Prompt »
The required output consists solely of the lines from the line containing "244, row 197." through the end of the records, copied exactly.

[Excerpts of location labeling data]
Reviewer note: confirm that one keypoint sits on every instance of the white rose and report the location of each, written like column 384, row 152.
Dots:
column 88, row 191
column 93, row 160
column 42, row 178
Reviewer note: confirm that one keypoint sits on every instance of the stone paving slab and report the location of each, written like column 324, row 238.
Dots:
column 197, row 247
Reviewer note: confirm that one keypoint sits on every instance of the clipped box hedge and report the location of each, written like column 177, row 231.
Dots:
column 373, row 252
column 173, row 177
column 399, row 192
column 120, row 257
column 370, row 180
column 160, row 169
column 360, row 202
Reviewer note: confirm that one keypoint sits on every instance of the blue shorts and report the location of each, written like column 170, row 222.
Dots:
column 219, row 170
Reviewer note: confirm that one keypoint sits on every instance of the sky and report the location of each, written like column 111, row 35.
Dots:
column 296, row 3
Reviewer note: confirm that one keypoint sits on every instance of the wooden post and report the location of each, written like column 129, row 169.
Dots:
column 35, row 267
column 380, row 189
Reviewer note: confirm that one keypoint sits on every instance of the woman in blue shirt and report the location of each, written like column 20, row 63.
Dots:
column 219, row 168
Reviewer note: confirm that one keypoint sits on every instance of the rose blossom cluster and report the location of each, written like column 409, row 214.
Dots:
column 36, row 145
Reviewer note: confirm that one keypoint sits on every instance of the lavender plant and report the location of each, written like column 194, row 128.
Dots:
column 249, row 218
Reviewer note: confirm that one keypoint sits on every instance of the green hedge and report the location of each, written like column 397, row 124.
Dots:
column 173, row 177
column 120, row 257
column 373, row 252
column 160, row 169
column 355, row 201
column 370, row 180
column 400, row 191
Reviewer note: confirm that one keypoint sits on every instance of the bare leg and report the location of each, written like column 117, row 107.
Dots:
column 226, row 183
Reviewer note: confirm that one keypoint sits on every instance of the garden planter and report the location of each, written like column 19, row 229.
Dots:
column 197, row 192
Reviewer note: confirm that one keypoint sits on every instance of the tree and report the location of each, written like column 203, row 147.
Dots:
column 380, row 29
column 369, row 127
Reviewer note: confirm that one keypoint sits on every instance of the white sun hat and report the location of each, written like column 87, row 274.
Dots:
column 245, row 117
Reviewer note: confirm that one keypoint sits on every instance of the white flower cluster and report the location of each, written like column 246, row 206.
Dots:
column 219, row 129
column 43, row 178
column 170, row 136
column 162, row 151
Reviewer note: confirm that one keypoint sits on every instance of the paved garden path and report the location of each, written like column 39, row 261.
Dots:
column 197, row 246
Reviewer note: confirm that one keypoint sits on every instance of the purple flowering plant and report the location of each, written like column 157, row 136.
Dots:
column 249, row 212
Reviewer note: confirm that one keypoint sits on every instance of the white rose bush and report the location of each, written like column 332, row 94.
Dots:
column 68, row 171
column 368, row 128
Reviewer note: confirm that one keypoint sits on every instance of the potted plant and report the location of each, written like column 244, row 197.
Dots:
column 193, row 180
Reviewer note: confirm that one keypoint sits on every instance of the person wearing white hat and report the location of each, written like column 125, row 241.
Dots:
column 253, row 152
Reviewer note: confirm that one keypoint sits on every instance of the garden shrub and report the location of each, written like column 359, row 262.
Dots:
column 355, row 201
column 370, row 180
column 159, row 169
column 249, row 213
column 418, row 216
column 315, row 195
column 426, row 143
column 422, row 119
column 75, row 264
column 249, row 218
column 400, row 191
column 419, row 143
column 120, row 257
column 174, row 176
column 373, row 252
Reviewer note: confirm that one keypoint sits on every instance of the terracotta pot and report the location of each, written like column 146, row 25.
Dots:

Exercise solution »
Reviewer note: confirm that one keypoint sits on every instance of the potted plant and report the location of each, written like column 244, row 197.
Dots:
column 193, row 180
Reviewer note: confirm that one keypoint sits on every instance of the person wearing white hat and report the location of each, written like column 125, row 241.
Dots:
column 253, row 152
Reviewer note: confirm that one keypoint sits on every instance of the garden shrub and report the location of each, written like column 359, row 262.
Dots:
column 355, row 201
column 370, row 180
column 159, row 169
column 249, row 213
column 418, row 216
column 315, row 195
column 426, row 143
column 422, row 119
column 75, row 264
column 249, row 218
column 400, row 191
column 419, row 143
column 120, row 257
column 174, row 176
column 373, row 252
Reviewer note: confirm that one keypoint sits on every instance of the terracotta pot and report the location of each, written like column 146, row 25.
Dots:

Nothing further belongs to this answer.